- _Text provided_:

☆ ☆ ☆

In order to access the data in the mvsemdb database, it was necessary that the corresponding user had created a login with at least the privilege to read data (dbreader). Since this approach required the creation of multiple logins on the database server for more users, a specialized web service (mvsemws) was developed for easier sharing of these data, which is presented in detail in [8]. Web services provide opportunities through different technologies and approaches to reuse the same functionalities or data, which in turn can be sent to calling modules (applications and/or websites) and in different structural formats [33,34]. When using web services, this process is carried out both independently and very efficiently. Therefore, through this approach, functional and easily scalable software systems can be built by integrating multiple applications providing their functionality as web services in the form of web methods [35,36].

The mvsemws web service provides five web methods. Each of these methods retrieves (and provides to the caller) a subset of the data in the mvsemdb database. This web service is available on the internet at: http://194.141.86.222/mvsemws/MvsemWebService.asmx (accessed on 30 November 2022). The technology for creating this web service (and its web methods), as well as the ways to use it, are presented in detail in [8].

Table 2. Web methods provided by the MVSEM web service.

Web Method	Purpose
GetSubjects	This web method returned a result set of records (in the format specified by the passed parameter) from the “Subjects” table.
GetSessions	This web method returned a result set of records from the “Sessions” table.

☆ ☆ ☆

- _Extracted data_:
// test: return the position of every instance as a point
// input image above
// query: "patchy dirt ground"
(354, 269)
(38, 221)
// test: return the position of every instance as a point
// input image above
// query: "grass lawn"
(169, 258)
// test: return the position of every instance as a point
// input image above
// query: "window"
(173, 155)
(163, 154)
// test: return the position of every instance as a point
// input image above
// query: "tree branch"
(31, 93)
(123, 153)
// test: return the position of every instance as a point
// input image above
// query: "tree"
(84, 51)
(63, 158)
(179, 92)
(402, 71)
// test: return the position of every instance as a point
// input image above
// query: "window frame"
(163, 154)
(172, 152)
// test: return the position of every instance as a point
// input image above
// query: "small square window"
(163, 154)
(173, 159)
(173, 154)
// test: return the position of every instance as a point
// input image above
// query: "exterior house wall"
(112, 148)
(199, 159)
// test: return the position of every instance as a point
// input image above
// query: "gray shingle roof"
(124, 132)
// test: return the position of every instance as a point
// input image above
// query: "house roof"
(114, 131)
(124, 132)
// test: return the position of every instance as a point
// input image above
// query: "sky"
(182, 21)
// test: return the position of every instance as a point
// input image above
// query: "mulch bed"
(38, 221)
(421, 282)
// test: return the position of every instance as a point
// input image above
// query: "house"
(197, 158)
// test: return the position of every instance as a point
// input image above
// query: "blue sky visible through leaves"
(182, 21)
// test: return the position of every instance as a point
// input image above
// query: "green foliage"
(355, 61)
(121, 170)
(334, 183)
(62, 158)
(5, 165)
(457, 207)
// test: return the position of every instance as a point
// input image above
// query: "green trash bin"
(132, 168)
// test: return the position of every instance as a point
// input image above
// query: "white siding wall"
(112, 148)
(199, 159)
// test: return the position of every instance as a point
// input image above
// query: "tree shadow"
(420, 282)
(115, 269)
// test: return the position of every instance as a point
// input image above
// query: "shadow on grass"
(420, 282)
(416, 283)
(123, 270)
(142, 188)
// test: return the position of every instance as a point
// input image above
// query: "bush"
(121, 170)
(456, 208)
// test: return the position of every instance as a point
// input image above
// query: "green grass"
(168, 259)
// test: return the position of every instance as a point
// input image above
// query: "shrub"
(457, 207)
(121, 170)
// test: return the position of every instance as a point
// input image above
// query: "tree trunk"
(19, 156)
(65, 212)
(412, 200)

☆ ☆ ☆

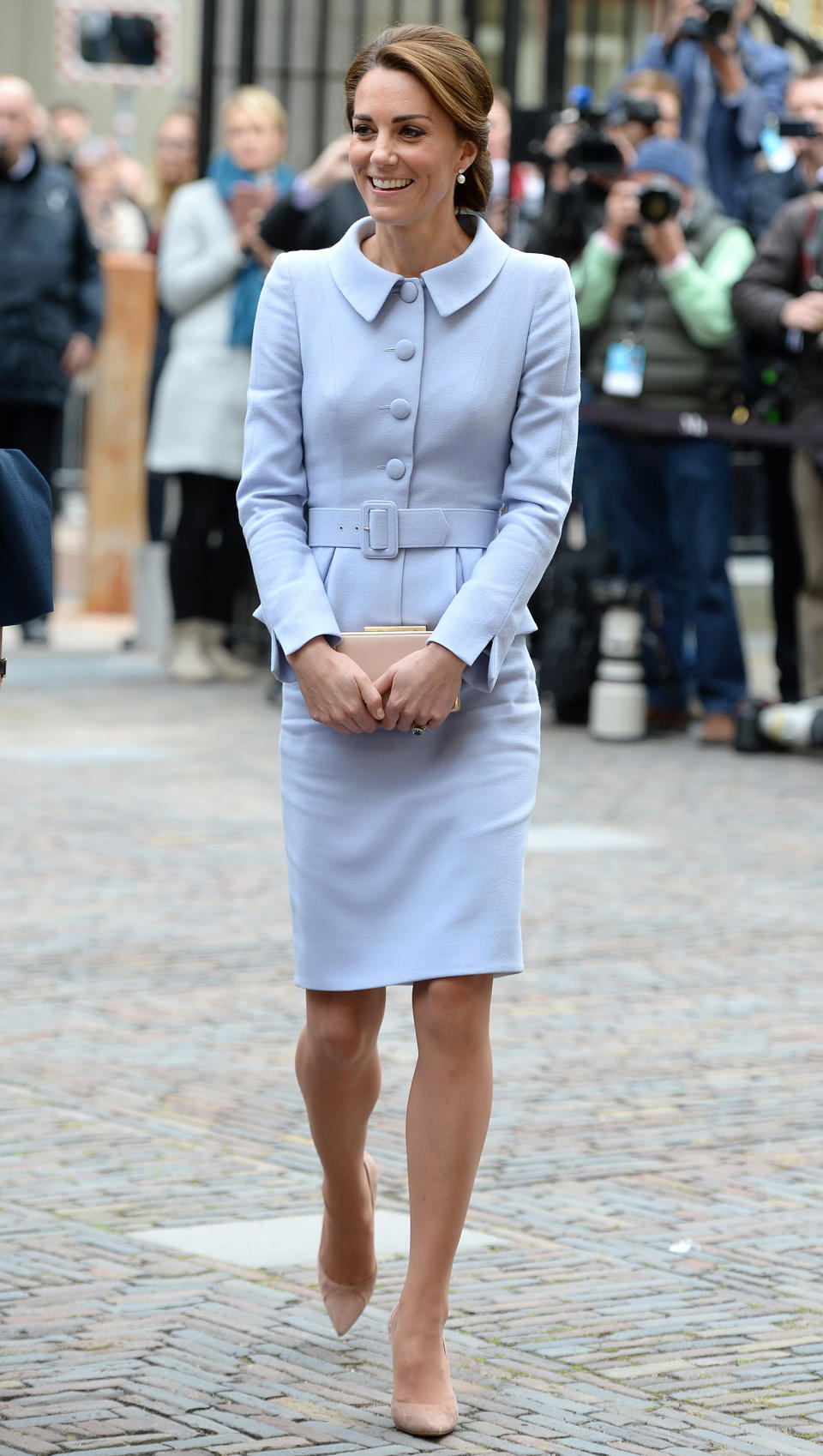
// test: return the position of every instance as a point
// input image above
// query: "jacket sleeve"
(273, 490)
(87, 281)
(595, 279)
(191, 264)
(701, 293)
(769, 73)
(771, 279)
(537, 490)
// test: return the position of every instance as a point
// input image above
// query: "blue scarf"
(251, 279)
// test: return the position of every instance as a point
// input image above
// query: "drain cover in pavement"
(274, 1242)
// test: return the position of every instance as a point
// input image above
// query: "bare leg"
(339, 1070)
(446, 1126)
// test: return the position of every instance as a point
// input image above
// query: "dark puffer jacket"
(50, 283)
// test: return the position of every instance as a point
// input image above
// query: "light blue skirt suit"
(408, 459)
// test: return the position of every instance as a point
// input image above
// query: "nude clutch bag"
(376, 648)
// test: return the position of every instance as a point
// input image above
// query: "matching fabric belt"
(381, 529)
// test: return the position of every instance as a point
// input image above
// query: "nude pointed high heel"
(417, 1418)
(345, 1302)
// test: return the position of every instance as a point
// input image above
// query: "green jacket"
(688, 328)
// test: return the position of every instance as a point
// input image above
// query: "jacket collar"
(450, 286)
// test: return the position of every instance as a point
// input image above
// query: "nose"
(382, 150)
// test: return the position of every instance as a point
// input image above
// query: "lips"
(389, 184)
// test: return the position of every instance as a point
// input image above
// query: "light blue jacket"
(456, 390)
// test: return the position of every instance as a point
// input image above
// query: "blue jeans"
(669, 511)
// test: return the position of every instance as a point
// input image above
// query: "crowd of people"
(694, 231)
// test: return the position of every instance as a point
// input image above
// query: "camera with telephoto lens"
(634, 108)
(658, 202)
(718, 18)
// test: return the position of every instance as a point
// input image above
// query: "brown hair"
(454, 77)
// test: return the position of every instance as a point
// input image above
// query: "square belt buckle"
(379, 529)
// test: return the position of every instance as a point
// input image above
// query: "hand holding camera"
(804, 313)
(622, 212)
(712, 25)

☆ ☆ ☆

- _Given instruction 1_: In the web service text, how many web methods does mvsemws provide?
- _Given instruction 2_: From the web service text, copy the passage between "The mvsemws web" and "MVSEM web service.", inclusive.

- _Full answer 1_: Five.

- _Full answer 2_:
The mvsemws web service provides five web methods. Each of these methods retrieves (and provides to the caller) a subset of the data in the mvsemdb database. This web service is available on the internet at: http://194.141.86.222/mvsemws/MvsemWebService.asmx (accessed on 30 November 2022). The technology for creating this web service (and its web methods), as well as the ways to use it, are presented in detail in [8].

Table 2. Web methods provided by the MVSEM web service.